> **DATA SHOWN**

— Begin —

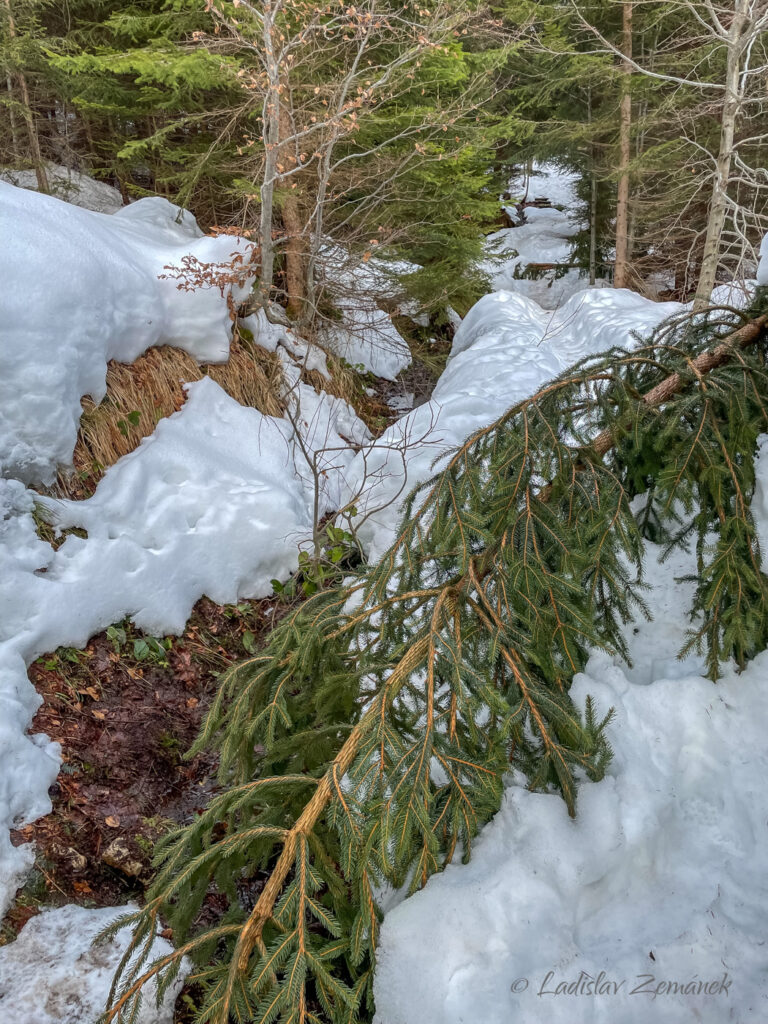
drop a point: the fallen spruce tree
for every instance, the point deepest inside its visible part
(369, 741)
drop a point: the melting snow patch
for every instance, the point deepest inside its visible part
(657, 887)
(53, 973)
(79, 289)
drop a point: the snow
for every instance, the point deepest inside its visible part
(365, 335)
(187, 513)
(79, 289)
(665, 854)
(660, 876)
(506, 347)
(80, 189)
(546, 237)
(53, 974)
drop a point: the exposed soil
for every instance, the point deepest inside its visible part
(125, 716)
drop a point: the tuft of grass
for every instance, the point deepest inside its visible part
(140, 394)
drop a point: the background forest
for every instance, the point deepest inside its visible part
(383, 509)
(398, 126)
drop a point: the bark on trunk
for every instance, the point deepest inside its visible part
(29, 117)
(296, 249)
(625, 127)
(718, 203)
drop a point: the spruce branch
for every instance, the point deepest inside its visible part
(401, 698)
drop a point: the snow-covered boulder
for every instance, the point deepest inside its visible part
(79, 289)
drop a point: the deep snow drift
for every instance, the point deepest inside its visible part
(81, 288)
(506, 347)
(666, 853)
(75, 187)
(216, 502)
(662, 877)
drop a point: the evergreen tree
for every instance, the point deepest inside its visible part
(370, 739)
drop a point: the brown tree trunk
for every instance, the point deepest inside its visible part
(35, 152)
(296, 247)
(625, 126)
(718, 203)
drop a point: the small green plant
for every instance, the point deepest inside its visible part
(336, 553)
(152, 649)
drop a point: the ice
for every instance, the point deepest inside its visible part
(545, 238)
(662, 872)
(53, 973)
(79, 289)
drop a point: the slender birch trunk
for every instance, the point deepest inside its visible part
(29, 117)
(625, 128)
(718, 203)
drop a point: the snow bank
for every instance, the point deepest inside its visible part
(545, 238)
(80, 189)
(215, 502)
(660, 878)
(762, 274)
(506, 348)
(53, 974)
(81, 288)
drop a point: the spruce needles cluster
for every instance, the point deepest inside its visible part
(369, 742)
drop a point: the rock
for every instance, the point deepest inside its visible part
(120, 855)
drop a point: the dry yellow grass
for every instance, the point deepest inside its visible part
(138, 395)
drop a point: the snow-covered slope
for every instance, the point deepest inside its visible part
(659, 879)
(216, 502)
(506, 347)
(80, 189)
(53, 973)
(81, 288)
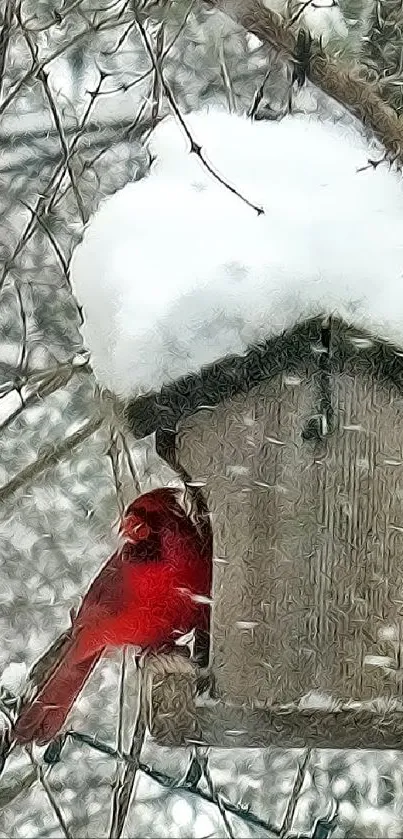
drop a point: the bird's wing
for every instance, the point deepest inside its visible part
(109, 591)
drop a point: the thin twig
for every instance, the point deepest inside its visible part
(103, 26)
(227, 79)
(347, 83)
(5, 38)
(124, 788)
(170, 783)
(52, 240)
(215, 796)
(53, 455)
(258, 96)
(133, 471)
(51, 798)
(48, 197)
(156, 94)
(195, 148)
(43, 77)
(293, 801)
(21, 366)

— End —
— Begin —

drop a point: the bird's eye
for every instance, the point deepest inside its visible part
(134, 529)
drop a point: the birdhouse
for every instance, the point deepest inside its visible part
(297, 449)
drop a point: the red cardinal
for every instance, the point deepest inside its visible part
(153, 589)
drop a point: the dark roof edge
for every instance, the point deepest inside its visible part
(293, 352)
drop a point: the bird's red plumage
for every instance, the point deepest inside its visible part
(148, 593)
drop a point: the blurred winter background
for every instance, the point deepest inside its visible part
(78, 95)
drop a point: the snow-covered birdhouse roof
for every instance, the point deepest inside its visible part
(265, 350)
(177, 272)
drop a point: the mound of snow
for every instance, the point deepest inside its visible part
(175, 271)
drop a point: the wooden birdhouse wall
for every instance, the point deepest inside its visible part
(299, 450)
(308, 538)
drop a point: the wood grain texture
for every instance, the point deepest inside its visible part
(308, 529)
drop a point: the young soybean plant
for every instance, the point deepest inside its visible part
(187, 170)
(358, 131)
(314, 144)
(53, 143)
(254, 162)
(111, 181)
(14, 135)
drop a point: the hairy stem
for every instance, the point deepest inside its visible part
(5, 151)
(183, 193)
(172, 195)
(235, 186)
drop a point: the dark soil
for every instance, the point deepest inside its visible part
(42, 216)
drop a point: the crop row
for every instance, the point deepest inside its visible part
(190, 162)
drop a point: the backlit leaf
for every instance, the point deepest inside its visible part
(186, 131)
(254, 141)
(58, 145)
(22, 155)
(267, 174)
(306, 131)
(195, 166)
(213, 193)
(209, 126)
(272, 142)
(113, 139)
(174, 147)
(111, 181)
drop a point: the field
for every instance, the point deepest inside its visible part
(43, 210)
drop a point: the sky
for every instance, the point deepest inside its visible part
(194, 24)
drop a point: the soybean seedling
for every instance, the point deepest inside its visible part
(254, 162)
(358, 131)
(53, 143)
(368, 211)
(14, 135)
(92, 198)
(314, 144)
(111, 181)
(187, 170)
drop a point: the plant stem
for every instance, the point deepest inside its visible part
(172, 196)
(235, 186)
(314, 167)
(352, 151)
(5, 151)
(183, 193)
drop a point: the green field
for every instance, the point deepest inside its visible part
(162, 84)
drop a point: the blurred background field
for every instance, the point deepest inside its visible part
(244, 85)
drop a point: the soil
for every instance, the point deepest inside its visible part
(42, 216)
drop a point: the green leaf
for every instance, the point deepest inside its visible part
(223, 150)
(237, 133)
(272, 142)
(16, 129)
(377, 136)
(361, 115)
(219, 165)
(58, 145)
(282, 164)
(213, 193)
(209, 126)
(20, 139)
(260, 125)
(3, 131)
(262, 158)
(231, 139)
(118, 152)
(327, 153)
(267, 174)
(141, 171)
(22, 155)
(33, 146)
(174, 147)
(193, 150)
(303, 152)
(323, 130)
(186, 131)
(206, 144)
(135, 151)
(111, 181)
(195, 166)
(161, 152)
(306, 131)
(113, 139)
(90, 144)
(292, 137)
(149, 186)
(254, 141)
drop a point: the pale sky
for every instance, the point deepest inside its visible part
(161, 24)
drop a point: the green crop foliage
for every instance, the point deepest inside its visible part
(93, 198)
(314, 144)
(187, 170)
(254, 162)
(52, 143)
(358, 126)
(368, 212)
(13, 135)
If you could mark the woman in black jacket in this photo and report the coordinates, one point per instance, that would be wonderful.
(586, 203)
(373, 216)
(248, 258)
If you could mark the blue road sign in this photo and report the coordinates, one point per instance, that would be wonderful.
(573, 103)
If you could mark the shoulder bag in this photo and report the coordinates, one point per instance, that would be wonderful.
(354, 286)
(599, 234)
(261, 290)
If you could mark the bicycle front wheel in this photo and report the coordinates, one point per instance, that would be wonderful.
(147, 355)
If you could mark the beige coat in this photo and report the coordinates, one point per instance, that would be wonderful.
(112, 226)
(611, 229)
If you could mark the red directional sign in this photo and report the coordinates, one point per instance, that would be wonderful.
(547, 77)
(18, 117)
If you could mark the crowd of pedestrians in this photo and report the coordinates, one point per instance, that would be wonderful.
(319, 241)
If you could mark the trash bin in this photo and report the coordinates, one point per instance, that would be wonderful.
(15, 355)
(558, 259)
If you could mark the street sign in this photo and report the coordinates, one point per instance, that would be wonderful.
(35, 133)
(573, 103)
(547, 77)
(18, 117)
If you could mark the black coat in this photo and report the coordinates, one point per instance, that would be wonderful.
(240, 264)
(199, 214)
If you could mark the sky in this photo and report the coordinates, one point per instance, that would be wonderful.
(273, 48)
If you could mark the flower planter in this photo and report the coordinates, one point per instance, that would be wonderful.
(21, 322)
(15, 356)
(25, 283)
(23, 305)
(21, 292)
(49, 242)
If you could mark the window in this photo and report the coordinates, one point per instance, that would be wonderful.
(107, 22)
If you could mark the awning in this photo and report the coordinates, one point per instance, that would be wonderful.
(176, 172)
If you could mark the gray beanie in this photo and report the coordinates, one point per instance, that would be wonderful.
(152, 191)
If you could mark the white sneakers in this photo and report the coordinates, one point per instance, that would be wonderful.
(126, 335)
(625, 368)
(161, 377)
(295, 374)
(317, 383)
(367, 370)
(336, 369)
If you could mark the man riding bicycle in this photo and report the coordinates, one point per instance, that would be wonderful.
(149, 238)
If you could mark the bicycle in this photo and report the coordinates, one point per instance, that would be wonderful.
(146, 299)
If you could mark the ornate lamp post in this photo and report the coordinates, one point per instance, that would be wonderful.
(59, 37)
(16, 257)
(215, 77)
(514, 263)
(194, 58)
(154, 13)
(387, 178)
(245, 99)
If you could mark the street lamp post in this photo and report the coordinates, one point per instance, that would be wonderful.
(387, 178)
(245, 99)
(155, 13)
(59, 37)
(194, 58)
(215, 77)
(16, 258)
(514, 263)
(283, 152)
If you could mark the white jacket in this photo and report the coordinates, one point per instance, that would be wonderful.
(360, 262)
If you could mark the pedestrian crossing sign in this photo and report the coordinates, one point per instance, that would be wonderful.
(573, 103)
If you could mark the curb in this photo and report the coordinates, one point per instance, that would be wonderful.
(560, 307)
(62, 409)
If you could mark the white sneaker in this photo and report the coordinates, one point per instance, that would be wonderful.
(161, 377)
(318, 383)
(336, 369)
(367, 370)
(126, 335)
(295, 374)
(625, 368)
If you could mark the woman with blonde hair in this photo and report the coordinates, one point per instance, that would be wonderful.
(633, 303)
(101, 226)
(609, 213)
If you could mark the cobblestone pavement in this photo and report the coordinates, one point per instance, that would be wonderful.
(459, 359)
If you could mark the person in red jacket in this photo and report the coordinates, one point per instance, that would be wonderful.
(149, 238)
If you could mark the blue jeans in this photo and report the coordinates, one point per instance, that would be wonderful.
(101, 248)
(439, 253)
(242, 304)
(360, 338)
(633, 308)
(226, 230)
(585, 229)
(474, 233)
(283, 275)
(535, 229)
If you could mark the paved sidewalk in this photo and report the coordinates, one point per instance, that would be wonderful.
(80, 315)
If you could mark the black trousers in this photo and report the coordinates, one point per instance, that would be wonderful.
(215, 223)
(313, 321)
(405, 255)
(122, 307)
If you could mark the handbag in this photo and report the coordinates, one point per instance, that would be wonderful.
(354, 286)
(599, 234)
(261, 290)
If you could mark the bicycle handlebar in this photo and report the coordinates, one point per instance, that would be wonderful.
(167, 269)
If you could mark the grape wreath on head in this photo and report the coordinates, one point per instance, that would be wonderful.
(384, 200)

— End —
— Begin —

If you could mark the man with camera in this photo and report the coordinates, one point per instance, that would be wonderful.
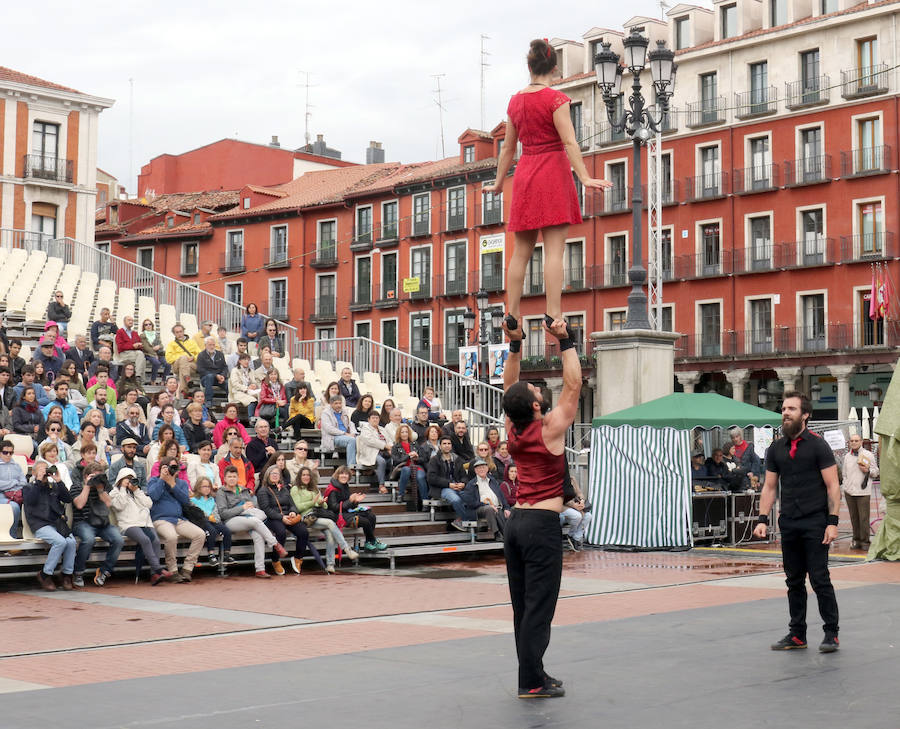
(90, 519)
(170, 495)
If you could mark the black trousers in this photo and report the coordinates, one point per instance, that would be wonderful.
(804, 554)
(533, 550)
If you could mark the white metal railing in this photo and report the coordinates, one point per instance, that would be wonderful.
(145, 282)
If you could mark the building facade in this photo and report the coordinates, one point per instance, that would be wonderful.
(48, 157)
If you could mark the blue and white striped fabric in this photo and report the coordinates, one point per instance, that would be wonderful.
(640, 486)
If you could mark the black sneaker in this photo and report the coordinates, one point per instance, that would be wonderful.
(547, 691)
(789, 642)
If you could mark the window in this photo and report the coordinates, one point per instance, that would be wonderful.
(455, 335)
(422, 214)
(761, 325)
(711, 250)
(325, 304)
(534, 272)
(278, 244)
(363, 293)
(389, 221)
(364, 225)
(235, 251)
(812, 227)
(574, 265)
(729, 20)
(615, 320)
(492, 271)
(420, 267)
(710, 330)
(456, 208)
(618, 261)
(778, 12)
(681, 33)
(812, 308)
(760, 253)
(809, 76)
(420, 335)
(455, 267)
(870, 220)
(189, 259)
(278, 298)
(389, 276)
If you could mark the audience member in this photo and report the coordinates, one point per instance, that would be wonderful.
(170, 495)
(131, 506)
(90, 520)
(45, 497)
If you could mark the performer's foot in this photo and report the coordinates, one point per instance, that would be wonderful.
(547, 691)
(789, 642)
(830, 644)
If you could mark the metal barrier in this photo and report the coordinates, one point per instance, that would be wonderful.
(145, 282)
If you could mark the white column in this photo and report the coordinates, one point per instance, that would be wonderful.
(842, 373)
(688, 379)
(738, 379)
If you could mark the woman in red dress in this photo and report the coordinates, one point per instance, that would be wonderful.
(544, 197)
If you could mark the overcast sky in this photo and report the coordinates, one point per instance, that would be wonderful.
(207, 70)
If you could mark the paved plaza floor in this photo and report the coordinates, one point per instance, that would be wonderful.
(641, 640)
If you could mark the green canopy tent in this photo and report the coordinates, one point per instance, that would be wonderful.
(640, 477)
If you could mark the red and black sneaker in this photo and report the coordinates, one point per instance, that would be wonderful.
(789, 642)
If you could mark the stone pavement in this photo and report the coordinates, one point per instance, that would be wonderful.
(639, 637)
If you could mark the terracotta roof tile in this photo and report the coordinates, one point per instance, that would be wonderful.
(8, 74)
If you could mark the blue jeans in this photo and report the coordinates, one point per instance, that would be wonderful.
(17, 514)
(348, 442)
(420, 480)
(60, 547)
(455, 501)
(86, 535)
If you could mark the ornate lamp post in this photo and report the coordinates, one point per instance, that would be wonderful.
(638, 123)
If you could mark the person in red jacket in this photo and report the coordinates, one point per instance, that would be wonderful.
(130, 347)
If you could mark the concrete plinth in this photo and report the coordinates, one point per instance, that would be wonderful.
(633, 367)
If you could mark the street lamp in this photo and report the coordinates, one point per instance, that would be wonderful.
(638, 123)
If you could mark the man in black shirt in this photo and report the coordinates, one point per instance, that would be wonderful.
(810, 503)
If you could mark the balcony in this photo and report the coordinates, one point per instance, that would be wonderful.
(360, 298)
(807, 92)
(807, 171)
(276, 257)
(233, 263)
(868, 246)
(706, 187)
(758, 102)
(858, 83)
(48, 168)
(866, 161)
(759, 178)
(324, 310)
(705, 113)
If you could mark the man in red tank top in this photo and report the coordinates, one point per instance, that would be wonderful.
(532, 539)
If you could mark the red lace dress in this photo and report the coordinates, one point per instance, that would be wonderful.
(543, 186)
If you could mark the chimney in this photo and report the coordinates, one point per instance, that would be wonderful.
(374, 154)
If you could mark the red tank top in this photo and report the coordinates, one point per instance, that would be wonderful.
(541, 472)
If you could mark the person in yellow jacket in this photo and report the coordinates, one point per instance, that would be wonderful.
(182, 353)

— End —

> **EXERCISE OBJECTIVE**
Report every line of the records that contains the word "birdhouse", copying each such line in full.

> **ANSWER TO THIS EXERCISE**
drop a point: the birdhouse
drop a point: the snow-covered birdhouse roof
drop a point: the wooden birdhouse wall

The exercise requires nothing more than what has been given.